Through the end of the data below, output every line exactly, beginning with the line that contains "[tag] wooden church".
+++
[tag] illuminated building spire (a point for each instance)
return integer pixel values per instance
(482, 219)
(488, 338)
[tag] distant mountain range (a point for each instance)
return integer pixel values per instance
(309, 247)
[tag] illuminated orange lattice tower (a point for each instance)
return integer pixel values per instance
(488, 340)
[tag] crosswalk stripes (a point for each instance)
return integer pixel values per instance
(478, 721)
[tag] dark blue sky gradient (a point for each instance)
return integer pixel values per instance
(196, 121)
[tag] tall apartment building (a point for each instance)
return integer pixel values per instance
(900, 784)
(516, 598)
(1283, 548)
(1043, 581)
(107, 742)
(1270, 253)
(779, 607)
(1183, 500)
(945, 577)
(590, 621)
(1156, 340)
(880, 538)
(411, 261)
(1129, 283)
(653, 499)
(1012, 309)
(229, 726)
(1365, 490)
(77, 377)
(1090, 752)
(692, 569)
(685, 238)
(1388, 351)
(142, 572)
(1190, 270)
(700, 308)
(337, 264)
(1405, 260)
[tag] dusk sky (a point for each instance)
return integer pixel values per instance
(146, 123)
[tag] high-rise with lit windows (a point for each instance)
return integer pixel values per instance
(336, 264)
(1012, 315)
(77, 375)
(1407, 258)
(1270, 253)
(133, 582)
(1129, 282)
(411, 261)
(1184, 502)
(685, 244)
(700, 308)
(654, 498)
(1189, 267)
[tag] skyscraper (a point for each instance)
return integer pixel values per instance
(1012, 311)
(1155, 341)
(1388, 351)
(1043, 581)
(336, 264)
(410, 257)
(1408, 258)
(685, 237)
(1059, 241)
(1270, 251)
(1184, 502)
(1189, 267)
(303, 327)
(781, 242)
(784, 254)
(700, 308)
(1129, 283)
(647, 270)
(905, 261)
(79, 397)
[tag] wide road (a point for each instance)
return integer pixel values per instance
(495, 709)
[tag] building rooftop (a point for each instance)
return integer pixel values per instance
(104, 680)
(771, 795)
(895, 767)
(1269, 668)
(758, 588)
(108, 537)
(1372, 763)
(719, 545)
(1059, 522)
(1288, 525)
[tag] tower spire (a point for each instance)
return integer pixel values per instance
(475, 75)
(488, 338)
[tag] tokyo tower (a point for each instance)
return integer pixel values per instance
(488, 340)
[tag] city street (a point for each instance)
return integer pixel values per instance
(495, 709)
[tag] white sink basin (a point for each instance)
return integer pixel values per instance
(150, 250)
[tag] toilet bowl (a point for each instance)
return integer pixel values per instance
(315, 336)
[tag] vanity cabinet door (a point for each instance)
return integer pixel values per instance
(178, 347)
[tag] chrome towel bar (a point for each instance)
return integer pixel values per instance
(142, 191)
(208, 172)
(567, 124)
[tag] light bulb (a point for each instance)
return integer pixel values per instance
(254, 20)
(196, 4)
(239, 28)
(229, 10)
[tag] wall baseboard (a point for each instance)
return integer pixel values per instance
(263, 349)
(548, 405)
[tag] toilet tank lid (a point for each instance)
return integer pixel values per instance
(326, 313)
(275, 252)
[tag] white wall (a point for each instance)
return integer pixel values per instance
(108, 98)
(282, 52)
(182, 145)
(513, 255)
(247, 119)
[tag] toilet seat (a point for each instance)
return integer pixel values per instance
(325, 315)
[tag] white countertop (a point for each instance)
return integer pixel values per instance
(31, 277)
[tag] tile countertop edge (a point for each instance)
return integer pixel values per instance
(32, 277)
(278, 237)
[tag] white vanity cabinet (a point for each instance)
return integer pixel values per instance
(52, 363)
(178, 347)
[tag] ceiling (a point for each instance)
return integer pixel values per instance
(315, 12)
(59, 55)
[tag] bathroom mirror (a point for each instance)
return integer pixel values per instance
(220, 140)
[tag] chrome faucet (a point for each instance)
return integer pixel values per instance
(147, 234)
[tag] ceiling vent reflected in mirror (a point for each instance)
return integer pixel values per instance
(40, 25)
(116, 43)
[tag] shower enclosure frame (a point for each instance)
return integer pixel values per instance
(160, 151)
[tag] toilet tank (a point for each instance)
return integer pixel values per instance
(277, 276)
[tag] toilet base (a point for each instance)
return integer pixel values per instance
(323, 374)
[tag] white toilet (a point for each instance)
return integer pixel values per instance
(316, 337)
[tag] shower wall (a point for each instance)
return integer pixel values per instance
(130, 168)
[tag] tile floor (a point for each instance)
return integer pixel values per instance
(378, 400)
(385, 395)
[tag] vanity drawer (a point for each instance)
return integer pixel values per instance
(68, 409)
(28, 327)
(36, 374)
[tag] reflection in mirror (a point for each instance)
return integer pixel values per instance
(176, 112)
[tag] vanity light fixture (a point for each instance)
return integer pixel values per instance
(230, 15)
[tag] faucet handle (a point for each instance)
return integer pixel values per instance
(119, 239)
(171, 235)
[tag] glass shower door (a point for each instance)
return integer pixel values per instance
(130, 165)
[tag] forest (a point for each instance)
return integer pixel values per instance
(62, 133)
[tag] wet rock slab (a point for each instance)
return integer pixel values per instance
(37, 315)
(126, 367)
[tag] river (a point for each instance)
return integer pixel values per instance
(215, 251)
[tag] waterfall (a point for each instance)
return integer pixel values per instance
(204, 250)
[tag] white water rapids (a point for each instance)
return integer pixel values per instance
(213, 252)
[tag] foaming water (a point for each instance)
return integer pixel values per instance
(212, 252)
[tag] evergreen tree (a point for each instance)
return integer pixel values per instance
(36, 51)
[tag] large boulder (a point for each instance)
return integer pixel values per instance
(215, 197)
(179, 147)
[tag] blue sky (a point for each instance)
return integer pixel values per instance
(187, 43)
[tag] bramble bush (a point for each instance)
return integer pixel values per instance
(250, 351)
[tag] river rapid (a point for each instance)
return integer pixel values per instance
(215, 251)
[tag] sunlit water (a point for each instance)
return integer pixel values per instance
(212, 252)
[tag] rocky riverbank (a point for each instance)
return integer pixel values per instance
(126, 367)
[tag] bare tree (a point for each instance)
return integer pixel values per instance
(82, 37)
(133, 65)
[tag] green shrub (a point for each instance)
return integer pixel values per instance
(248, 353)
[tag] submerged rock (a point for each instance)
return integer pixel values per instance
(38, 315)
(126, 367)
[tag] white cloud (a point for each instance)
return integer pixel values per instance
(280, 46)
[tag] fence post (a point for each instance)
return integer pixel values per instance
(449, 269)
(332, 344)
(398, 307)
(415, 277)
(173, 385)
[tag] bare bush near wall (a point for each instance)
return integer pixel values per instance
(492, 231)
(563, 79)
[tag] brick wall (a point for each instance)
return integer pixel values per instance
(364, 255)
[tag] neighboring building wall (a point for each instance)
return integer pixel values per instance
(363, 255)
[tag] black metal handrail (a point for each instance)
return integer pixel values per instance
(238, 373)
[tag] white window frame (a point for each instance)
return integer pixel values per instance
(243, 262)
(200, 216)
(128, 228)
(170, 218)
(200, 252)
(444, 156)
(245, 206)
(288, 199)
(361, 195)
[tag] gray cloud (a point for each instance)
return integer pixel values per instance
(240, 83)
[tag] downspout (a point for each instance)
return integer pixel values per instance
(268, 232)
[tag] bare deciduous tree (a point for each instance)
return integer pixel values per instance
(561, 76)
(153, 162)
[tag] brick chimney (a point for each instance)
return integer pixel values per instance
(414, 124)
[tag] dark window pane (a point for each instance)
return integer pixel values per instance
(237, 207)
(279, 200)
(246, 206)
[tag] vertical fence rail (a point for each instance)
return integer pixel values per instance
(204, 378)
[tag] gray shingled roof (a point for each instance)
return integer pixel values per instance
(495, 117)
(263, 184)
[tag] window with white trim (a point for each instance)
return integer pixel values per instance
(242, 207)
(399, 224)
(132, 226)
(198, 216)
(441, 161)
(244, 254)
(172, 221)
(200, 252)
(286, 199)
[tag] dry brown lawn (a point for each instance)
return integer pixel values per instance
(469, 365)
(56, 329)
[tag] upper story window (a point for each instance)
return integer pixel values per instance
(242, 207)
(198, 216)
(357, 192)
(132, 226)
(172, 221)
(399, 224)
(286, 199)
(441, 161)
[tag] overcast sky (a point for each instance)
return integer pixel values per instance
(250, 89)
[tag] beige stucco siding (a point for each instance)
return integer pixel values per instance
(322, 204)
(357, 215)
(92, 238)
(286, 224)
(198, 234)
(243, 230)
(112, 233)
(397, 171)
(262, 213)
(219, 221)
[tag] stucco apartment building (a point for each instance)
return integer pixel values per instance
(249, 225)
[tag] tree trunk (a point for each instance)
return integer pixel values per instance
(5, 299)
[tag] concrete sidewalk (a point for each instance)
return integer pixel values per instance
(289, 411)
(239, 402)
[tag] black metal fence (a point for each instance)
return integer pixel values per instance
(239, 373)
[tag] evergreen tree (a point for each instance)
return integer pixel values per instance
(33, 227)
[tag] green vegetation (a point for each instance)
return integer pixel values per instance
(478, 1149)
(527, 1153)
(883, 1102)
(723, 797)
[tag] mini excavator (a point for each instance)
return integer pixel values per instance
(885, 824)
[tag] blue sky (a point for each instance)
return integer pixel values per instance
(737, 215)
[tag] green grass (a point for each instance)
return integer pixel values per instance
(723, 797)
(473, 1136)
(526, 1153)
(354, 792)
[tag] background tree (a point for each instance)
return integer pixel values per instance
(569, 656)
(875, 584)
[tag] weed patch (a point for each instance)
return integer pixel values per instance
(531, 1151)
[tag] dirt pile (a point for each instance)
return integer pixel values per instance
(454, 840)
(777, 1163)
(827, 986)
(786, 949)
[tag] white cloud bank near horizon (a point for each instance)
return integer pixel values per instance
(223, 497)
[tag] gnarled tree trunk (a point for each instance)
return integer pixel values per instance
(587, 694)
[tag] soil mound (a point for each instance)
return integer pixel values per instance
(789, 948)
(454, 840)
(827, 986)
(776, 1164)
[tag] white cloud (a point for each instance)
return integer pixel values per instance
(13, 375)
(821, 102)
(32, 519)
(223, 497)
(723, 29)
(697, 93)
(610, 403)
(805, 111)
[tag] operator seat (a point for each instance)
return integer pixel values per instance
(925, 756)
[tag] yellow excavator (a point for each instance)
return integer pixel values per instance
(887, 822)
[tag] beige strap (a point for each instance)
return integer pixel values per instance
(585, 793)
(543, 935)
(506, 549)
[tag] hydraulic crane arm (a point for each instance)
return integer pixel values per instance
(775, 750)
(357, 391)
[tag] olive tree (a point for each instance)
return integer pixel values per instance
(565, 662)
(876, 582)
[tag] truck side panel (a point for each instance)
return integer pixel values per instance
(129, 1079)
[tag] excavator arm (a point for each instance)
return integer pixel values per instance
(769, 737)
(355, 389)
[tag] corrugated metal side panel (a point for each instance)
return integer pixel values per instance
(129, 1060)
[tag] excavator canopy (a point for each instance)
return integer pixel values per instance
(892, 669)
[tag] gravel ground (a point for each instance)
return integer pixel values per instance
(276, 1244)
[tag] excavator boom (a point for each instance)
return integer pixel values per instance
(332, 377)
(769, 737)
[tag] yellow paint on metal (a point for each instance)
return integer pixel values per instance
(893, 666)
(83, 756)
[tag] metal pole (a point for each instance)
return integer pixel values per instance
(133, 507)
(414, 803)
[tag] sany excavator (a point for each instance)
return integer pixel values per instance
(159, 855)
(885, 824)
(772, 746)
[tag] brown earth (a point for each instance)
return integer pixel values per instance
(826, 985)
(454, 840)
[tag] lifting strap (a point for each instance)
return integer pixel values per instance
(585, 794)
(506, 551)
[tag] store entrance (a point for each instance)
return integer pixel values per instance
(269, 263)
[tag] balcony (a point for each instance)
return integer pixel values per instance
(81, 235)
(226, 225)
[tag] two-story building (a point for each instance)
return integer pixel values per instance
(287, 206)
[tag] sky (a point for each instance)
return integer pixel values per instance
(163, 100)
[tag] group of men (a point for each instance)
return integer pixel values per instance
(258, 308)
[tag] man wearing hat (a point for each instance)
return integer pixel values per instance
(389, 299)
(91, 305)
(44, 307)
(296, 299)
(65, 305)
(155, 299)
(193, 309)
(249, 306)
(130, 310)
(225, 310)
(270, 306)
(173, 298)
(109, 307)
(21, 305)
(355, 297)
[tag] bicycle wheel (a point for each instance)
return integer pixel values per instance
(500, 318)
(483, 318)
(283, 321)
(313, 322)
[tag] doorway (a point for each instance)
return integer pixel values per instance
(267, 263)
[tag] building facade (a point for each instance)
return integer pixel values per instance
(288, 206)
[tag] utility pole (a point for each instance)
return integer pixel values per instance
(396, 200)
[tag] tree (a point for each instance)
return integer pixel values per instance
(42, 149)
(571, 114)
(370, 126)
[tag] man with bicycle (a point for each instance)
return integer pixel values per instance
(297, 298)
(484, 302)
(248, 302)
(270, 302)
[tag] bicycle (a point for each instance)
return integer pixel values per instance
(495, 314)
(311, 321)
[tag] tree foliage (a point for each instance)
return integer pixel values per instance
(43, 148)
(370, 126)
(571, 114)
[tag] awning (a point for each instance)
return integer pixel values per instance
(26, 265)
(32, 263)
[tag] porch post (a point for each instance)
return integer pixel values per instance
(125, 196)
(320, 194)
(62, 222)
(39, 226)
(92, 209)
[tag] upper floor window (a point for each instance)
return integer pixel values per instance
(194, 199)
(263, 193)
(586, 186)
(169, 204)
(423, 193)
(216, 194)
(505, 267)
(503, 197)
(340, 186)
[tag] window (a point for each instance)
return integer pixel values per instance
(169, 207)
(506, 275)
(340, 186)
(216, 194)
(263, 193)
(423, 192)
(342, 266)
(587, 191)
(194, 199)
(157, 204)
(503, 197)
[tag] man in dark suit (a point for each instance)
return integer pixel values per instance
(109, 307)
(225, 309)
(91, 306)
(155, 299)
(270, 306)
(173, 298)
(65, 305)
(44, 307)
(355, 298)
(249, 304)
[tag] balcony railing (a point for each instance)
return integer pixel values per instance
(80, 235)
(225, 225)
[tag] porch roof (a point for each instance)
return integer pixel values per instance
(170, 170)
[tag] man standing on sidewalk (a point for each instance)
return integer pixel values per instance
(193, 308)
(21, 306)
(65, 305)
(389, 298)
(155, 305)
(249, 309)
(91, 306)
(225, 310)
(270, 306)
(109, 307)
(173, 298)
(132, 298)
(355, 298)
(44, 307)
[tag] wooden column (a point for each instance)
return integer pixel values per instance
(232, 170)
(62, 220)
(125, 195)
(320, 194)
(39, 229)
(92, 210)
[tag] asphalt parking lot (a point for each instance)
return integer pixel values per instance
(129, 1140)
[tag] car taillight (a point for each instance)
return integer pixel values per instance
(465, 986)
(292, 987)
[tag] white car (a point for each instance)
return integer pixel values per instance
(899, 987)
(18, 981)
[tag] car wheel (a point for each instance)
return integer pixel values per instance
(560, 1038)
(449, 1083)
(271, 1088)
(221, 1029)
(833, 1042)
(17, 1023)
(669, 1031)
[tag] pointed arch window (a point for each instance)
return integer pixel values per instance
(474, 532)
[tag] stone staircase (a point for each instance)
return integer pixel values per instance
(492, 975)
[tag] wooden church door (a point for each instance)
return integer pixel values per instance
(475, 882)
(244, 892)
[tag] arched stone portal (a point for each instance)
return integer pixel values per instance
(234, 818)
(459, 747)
+++
- **Written response**
[tag] wooden church door (a point for each instance)
return integer pixel values per instance
(475, 882)
(244, 892)
[tag] arched stone portal (a point for each instance)
return integer pixel values per instance
(234, 818)
(459, 747)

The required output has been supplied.